Stored data:
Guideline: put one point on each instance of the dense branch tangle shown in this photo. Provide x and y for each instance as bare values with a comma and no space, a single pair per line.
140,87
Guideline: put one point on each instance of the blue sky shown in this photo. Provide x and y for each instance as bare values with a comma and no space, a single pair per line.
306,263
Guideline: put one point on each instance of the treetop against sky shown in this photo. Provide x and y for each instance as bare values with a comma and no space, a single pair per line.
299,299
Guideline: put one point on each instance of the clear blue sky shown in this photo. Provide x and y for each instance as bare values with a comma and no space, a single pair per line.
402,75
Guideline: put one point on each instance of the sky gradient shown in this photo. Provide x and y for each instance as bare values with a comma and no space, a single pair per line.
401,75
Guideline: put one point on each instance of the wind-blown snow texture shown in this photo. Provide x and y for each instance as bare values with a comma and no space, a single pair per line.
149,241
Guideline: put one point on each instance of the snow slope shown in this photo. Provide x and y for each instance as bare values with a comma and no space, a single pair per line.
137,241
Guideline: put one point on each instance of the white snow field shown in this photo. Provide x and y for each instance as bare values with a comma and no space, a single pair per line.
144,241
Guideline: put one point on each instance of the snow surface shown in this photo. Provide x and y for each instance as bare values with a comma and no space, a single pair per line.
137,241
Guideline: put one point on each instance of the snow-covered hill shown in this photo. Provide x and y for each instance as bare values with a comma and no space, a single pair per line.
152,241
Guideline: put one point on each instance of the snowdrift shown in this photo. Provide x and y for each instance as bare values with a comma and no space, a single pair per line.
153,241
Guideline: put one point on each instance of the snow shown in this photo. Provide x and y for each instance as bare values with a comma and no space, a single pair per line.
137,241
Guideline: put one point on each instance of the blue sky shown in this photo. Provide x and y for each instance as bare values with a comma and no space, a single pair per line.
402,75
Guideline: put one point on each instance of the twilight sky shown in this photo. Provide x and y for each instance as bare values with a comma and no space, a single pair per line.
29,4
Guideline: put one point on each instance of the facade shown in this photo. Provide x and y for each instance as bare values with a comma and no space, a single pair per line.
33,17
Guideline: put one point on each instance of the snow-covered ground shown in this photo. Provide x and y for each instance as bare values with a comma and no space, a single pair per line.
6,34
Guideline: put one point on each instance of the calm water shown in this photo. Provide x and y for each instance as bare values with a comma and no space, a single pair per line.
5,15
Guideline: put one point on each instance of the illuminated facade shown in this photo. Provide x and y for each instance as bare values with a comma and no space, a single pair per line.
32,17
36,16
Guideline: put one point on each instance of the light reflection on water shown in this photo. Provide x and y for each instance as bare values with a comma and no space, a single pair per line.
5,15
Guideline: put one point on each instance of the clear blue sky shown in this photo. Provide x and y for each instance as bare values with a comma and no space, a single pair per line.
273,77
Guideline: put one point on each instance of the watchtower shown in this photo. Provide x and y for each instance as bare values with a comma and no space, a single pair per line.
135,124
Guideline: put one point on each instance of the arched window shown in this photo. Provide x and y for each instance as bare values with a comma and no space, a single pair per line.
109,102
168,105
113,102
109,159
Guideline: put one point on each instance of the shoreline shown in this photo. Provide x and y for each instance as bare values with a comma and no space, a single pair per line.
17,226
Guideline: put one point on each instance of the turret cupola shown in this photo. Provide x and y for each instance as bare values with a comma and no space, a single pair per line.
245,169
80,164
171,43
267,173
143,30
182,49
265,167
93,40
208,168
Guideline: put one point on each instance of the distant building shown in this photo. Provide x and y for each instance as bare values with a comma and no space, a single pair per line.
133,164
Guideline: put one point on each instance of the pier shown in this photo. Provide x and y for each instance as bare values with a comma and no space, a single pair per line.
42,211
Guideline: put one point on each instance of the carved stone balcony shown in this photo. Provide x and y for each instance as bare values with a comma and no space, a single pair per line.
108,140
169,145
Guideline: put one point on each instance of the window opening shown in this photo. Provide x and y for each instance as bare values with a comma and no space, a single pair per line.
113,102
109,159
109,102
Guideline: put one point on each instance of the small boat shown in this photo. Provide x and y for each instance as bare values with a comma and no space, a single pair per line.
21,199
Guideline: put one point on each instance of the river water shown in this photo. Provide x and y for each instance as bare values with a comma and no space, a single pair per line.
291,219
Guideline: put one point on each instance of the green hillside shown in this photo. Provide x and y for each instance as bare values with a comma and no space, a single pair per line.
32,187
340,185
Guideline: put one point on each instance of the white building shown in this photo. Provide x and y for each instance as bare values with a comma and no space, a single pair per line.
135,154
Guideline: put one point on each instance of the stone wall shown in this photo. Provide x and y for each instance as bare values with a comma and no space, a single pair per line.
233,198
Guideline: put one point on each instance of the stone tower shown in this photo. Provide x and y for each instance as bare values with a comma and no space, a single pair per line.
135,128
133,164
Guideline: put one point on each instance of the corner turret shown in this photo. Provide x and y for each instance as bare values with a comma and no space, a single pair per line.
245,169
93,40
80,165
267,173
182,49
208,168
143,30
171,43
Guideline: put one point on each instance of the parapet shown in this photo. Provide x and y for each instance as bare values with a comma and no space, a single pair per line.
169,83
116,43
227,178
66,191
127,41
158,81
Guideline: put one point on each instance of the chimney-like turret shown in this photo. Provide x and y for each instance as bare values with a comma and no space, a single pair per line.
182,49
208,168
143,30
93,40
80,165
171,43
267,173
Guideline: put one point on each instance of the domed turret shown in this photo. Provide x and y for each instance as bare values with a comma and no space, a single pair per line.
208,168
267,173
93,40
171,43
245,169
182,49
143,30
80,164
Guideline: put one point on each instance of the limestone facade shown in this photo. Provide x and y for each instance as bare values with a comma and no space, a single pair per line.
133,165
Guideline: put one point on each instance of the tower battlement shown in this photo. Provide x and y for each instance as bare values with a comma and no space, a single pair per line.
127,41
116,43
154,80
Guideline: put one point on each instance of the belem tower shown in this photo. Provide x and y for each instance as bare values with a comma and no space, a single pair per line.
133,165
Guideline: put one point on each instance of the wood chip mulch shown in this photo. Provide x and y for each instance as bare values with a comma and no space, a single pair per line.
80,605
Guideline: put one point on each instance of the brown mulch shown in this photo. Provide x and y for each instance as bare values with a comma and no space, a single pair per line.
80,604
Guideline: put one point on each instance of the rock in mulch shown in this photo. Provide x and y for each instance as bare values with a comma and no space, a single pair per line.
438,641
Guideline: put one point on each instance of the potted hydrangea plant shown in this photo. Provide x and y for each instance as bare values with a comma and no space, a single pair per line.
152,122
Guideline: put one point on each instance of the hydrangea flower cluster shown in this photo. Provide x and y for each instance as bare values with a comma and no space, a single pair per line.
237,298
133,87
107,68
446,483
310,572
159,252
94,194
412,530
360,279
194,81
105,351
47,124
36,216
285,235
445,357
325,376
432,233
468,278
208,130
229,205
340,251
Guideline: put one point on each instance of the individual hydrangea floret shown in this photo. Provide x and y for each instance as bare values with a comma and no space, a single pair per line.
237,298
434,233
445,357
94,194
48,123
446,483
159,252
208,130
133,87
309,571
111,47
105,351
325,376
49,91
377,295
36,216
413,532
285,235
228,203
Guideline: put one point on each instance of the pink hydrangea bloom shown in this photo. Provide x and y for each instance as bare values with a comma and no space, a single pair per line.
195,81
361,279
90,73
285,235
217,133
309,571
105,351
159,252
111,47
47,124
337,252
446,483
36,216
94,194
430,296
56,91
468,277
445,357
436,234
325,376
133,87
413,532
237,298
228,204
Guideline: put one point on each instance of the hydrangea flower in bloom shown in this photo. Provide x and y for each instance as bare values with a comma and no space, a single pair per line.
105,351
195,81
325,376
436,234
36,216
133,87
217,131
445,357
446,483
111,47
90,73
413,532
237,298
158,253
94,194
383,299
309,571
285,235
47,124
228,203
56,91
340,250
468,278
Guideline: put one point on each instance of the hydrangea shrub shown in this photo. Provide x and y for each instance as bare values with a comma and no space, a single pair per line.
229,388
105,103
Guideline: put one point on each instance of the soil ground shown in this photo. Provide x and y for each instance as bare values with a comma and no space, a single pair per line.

---

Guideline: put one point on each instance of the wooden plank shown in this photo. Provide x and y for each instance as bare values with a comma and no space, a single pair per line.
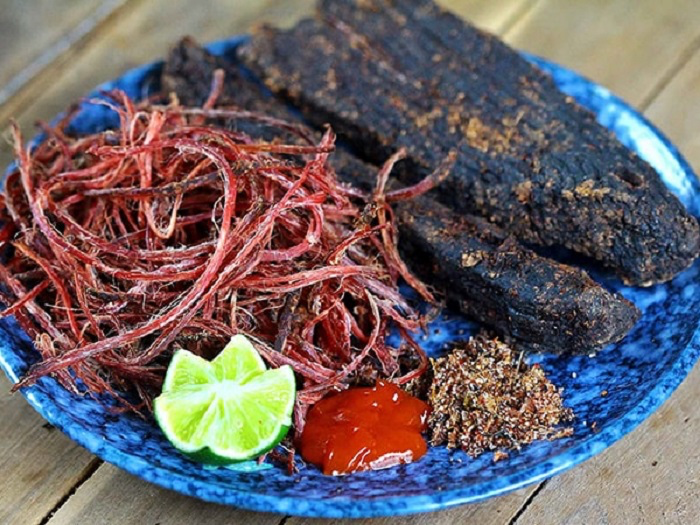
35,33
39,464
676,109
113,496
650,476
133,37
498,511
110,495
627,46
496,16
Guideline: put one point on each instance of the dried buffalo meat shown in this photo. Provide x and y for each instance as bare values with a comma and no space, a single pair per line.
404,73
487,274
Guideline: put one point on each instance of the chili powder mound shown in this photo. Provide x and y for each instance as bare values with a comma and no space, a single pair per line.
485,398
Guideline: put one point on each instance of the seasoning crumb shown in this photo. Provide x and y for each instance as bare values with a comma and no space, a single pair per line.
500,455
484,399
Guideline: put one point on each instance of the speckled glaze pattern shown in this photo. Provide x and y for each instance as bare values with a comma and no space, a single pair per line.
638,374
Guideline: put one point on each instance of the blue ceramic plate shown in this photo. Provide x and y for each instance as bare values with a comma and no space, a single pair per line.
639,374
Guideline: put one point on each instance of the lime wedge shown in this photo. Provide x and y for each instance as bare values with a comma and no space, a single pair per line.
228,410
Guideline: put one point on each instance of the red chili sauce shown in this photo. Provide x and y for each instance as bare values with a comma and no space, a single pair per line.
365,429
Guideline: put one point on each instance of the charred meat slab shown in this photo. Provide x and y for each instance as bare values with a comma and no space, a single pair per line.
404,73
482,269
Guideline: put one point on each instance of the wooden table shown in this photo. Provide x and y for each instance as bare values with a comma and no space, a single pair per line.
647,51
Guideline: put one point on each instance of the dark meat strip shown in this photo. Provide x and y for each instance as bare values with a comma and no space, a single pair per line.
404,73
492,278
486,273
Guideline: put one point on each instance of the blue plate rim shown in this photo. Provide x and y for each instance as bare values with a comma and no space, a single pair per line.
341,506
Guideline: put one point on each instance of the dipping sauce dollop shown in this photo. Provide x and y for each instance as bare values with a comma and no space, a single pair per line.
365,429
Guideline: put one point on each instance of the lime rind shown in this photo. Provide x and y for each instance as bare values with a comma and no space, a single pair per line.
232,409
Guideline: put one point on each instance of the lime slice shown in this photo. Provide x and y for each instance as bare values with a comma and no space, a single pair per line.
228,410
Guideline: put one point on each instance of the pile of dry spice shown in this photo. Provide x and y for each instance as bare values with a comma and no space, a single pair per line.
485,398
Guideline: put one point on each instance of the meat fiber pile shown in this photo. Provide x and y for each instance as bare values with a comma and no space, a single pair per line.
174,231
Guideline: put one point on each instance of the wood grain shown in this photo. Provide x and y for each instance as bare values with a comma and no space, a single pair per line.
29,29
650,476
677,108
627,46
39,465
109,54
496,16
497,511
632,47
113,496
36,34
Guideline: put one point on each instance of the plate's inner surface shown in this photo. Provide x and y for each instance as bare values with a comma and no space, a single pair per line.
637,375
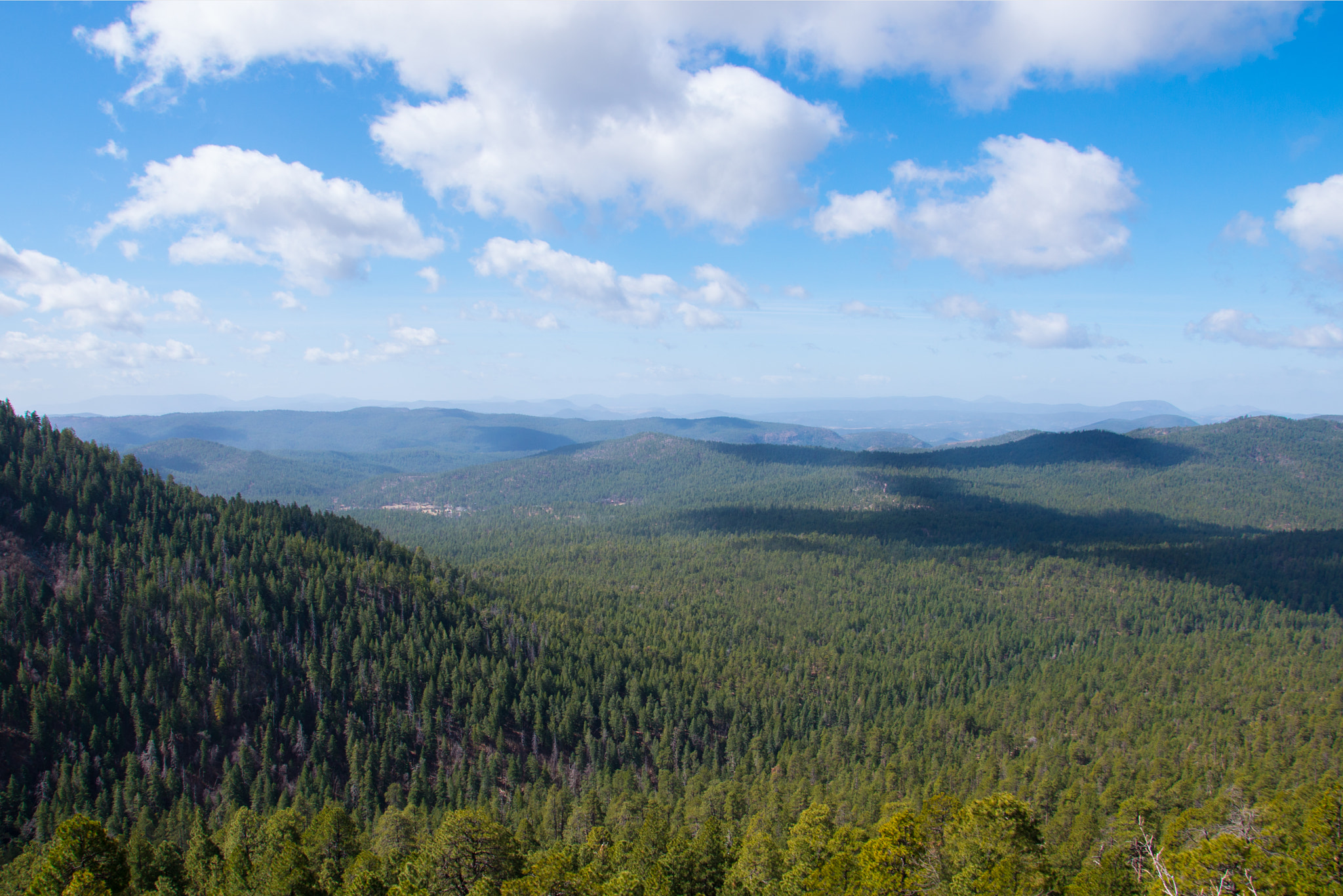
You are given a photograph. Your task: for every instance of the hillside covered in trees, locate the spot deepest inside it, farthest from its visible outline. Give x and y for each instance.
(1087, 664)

Given exercise: Report each line of the data above that contains the string "facade". The match is case-sensitive.

Response to the task:
Guideline: put one point on each instance of the facade shown in this photo. Provide x and y for each instance as bare values with a comma and no space, a single pair per line.
Guideline: put one point on each instance of the illuminated facade shown in this photo. Provide x and y for each instance as bare values with a comma and no space, a single pair per line.
Guideline: put one point on each instance of the limestone facade shown in this photo. Provide x and y for each instance as bare values with a comma and no space, a single pair per line.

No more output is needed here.